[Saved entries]
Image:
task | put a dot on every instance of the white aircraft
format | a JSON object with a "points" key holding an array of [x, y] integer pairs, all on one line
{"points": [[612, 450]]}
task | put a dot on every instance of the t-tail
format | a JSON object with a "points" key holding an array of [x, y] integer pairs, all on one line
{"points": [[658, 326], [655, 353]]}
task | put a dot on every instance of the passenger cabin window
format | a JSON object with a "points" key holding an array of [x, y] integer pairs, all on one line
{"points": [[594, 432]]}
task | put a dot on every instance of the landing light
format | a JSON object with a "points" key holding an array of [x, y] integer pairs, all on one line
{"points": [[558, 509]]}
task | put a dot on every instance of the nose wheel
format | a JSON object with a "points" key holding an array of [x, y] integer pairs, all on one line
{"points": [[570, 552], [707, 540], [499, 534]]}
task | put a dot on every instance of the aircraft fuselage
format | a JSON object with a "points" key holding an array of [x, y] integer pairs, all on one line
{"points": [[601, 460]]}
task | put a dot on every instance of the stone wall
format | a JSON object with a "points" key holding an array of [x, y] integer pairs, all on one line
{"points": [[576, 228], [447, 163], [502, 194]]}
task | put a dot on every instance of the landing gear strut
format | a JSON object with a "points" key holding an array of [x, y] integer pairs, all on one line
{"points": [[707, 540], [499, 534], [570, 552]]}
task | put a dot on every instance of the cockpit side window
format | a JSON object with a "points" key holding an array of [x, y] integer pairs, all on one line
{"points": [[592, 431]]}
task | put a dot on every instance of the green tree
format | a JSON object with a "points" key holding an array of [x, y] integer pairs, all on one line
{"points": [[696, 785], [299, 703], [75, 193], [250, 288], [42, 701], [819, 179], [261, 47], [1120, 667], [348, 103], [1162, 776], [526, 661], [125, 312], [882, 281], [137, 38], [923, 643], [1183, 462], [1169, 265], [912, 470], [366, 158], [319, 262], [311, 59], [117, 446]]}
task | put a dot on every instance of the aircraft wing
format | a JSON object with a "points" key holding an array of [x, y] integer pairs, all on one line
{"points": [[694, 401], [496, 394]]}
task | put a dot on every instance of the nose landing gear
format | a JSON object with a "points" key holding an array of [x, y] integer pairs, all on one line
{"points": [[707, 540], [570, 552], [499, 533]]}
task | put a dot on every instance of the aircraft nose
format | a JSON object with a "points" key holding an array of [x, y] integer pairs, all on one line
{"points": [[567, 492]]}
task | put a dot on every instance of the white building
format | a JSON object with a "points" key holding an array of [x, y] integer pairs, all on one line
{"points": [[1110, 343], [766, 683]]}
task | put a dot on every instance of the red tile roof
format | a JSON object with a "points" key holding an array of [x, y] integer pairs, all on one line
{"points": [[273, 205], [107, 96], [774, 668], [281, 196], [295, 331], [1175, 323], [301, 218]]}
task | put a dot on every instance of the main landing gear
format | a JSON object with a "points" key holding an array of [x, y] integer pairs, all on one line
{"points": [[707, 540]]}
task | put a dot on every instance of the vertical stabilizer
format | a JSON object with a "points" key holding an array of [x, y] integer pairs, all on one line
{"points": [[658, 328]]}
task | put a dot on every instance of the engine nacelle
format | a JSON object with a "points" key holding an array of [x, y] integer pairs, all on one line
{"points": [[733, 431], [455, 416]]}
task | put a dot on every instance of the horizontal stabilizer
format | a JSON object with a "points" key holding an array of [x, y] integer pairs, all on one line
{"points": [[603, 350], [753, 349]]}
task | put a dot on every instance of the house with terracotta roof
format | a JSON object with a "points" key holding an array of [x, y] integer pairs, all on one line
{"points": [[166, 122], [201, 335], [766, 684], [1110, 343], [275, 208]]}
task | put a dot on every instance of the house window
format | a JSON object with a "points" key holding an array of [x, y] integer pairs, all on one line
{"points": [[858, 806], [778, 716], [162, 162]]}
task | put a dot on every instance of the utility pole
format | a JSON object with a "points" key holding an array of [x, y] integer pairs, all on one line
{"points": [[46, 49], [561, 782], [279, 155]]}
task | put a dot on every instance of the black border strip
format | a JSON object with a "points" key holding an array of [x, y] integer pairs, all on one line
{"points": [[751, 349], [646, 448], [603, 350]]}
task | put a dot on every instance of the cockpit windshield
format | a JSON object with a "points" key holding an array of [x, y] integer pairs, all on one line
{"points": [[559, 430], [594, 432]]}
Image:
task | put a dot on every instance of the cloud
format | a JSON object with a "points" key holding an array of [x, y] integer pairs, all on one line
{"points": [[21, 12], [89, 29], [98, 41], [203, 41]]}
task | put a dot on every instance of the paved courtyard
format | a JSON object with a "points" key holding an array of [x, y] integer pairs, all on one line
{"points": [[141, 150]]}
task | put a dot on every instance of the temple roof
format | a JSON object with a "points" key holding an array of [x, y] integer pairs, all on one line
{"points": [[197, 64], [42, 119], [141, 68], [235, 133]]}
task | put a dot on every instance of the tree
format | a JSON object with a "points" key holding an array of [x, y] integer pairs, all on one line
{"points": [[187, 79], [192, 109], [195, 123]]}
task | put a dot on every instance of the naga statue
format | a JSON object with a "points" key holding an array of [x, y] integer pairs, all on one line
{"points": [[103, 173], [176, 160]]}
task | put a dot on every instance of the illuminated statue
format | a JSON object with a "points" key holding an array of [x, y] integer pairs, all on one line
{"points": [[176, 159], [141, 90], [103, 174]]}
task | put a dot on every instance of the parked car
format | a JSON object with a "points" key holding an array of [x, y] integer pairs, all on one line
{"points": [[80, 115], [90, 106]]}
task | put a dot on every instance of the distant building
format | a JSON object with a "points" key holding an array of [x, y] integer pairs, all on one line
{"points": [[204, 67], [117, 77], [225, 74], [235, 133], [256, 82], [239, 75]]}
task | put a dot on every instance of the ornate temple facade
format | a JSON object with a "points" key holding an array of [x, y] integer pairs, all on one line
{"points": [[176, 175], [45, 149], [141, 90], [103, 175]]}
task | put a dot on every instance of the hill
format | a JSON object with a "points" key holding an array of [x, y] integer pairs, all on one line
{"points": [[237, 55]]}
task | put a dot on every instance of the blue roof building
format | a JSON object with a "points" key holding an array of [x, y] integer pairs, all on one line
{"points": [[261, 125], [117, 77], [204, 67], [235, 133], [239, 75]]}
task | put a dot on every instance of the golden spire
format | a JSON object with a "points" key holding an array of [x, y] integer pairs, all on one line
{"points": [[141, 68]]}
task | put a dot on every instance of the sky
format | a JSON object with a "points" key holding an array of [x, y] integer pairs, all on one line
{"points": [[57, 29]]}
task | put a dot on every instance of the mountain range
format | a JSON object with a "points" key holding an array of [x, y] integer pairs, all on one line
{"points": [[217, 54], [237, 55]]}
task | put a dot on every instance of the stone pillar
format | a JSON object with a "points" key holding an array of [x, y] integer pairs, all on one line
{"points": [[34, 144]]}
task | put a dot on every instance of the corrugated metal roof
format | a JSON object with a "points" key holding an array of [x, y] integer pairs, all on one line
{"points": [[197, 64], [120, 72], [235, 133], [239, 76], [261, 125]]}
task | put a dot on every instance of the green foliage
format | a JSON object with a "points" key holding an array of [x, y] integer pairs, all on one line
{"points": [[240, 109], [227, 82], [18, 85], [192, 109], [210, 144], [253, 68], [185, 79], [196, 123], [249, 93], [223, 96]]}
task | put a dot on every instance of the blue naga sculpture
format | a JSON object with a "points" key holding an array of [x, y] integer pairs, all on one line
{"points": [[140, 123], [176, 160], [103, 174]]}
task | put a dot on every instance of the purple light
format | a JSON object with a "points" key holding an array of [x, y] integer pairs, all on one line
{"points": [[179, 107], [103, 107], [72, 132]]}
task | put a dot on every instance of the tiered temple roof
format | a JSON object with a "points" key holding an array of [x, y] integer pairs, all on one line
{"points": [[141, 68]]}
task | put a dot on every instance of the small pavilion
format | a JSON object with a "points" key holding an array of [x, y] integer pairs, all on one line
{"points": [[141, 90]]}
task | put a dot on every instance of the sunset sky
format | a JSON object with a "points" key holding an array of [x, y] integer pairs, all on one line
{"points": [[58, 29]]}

*Task description*: Retype the entries exactly from the first line, stopping after the line with "the stone wall".

*Response*:
Image:
task | put a dot on every instance of the white aircraft
format | a JSON object with a "points" key holding an array of [x, y] integer pairs, all on one line
{"points": [[612, 450]]}
task | put a dot on every instance of the t-tail
format | a JSON object with a "points" key holding an array of [x, y] integer pairs, all on one line
{"points": [[658, 326], [655, 353]]}
task | put a dot on every instance of the passenger cabin window
format | a JSON object with a "points" key holding an array of [x, y] integer pairs, all on one line
{"points": [[594, 432]]}
task | put a dot on every instance of the landing light
format | a JSON object with a "points" key holding an array of [x, y] integer pairs, all on one line
{"points": [[558, 509]]}
task | put a dot on every instance of the nose wheel
format | a JSON object with a "points" key holding an array of [x, y] integer pairs, all on one line
{"points": [[570, 552], [707, 540], [499, 534]]}
task | put a dot on every instance of the aircraft fuselage
format | a JSON object with a "points" key holding an array of [x, y] integer pairs, all on one line
{"points": [[601, 460]]}
task | put a dot on every instance of the stone wall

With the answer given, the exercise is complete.